> [The tasks]
a. Please answer these from the fund returns text:
(i) What was the Fund's average annual total return for the five years ended December 31, 1993?
(ii) What size of hypothetical investment is used to compute aggregate total return?
(iii) What would a $50,000 investment in the Fund at inception have grown to by December 31, 1993?
b. In the fund returns text, rewrite the part that opens with the words containing "In addition, the" and closes with "was 130.87%.", changing "hypothetical" to "notional".
c. Extend the fund returns text, picking up after its final sentence.

> [Page]
In addition to the foregoing, the Fund may advertise its total return over
different periods of time by means of aggregate, average, year-by-year or other
types of total return figures. Such calculations may
22
<PAGE>
or may not reflect the deduction of the contingent deferred sales charge which,
if reflected, would reduce the performance quoted. For example, the average
annual total return of the Fund may be calculated in the manner described above
but without deduction for any applicable contingent deferred sales charge. Based
on this calculation, the average annual total returns of the Fund for the year
ended December 31, 1993, for the five years ended December 31, 1993, and for the
period from June 29, 1984 through December 31, 1993, were 7.13%, 8.76% and
9.20%, respectively.
In addition, the Fund may compute its aggregate total return for specified
periods by determining the aggregate percentage rate which will result in the
ending value of a hypothetical $1,000 investment made at the beginning of the
period. For the purpose of this calculation, it is assumed that all dividends
and distributions are reinvested. The formula for computing aggregate total
return involves a percentage obtained by dividing the ending value (without the
reduction for any contingent deferred sales charge) by the initial $1,000
investment and subtracting 1 from the result. Based on the foregoing
calculation, the Fund's total return for the year ended December 31, 1993 was
7.13%, the total return for the five years ended December 31, 1993 was 52.17%,
and the total return for the period from June 29, 1984 through December 31, 1993
was 130.87%.
The Fund may also advertise the growth of hypothetical investments of
$10,000, $50,000 and $100,000 in shares of the Fund by adding 1 to the Fund's
aggregate total return to date (expressed as a decimal and without taking into
account the effect of any applicable CDSC) and multiplying by $10,000, $50,000
or $100,000. Investments of $10,000, $50,000 and $100,000 in the Fund at
inception would have grown to $23,087, $115,435 and $230,870, respectively, at
December 31, 1993.

> [Listed entries]

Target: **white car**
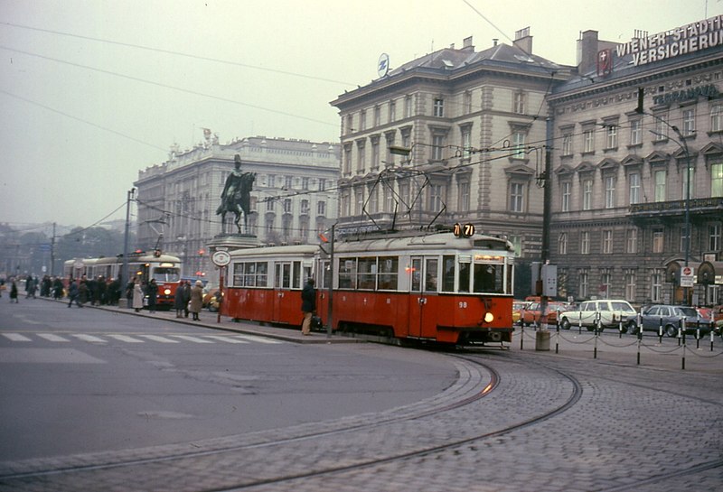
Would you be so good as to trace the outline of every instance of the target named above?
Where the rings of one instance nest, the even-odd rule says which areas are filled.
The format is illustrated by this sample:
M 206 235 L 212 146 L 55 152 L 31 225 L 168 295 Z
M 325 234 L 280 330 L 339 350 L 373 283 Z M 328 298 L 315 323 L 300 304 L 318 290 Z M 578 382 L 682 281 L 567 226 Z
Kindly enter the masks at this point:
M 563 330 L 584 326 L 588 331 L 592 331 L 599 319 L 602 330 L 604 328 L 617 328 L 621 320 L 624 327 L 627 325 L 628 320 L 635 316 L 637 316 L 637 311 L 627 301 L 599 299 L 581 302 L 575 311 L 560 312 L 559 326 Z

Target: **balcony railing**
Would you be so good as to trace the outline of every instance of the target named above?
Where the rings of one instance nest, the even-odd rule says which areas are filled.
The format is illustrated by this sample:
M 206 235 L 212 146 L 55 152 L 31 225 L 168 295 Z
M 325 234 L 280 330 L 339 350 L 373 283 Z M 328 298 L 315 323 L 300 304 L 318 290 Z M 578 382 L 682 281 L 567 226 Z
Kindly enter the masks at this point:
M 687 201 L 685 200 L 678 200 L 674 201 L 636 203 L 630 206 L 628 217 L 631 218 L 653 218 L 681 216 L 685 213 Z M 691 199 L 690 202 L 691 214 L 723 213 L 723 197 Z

==

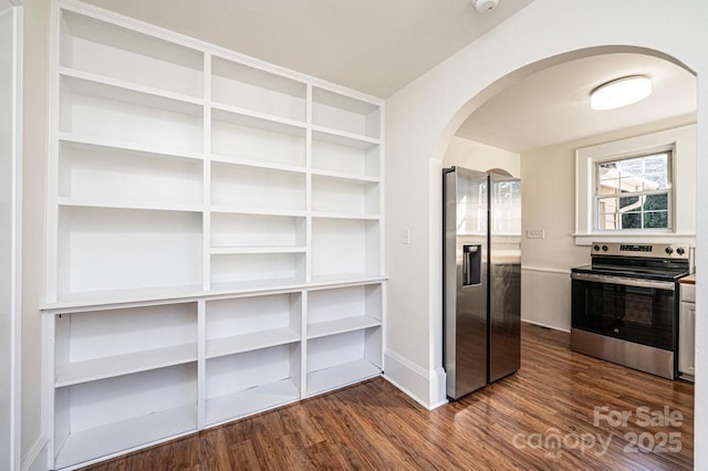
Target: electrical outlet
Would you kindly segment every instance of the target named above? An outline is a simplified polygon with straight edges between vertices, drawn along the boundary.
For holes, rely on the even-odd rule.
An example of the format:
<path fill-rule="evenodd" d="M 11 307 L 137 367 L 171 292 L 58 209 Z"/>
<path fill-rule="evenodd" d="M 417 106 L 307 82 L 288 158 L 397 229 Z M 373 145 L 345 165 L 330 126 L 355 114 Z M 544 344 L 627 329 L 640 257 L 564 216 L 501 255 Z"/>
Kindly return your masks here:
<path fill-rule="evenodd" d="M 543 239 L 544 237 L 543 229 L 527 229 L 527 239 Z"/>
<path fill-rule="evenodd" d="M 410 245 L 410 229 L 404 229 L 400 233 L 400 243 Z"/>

--

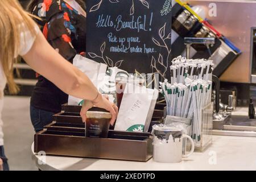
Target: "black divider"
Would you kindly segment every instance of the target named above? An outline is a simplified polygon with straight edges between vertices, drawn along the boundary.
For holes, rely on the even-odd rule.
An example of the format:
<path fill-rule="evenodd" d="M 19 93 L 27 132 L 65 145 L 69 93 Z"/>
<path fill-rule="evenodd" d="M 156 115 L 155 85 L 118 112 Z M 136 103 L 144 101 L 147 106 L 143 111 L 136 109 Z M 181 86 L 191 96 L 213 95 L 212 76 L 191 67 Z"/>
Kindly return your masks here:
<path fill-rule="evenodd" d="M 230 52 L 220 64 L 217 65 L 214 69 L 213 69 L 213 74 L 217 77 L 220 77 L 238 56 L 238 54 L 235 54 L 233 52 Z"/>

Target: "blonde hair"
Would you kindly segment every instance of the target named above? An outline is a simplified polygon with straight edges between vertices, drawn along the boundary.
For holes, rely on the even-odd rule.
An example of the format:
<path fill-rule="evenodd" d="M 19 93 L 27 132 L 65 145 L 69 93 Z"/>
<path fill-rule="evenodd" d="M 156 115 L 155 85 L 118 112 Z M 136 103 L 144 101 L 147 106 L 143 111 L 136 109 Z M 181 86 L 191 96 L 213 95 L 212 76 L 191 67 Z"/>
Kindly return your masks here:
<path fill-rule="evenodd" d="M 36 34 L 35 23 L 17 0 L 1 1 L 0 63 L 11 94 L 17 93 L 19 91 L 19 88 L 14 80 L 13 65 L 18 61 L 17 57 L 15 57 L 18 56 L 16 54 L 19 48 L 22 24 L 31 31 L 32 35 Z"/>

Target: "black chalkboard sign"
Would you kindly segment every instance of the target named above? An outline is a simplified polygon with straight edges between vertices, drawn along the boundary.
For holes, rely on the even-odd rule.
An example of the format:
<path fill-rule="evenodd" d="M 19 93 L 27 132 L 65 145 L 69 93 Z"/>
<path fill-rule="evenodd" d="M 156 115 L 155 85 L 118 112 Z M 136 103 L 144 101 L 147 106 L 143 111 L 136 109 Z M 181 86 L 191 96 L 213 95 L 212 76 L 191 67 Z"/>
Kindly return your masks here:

> [Task results]
a.
(i) 8.76%
(ii) $1,000
(iii) $115,435

b.
In addition, the Fund may compute its aggregate total return for specified
periods by determining the aggregate percentage rate which will result in the
ending value of a notional $1,000 investment made at the beginning of the
period. For the purpose of this calculation, it is assumed that all dividends
and distributions are reinvested. The formula for computing aggregate total
return involves a percentage obtained by dividing the ending value (without the
reduction for any contingent deferred sales charge) by the initial $1,000
investment and subtracting 1 from the result. Based on the foregoing
calculation, the Fund's total return for the year ended December 31, 1993 was
7.13%, the total return for the five years ended December 31, 1993 was 52.17%,
and the total return for the period from June 29, 1984 through December 31, 1993
was 130.87%.

c.
SHARES OF THE FUND
- --------------------------------------------------------------------------------
The shareholders of the Fund are entitled to a full vote for each full share
held. The Fund is authorized to issue an unlimited number of shares of
beneficial interest. The Trustees themselves have the power to alter the number
and the terms of office of the Trustees (as provided for in the Declaration of
Trust), and they may at any time lengthen their own terms or make their terms of
unlimited duration and appoint their own successors, provided that always at
least a majority of the Trustees has been elected by the shareholders of the
Fund. Under certain circumstances the Trustees may be removed by action of the
Trustees. The shareholders also have the right under certain circumstances to
remove the Trustees. The voting rights of shareholders are not cumulative, so
that holders of more than 50 percent of the shares voting can, if they choose,
elect all Trustees being selected, while the holders of the remaining shares
would be unable to elect any Trustees.
The Declaration of Trust permits the Trustees to authorize the creation of
additional series of shares (the proceeds of which would be invested in
separate, independently managed portfolios) and additional classes of shares
within any series (which would be used to distinguish among the rights of
different categories of shareholders, as might be required by future regulations
or other unforeseen circumstances). However, the Trustees have not authorized
any such additional series or classes of shares.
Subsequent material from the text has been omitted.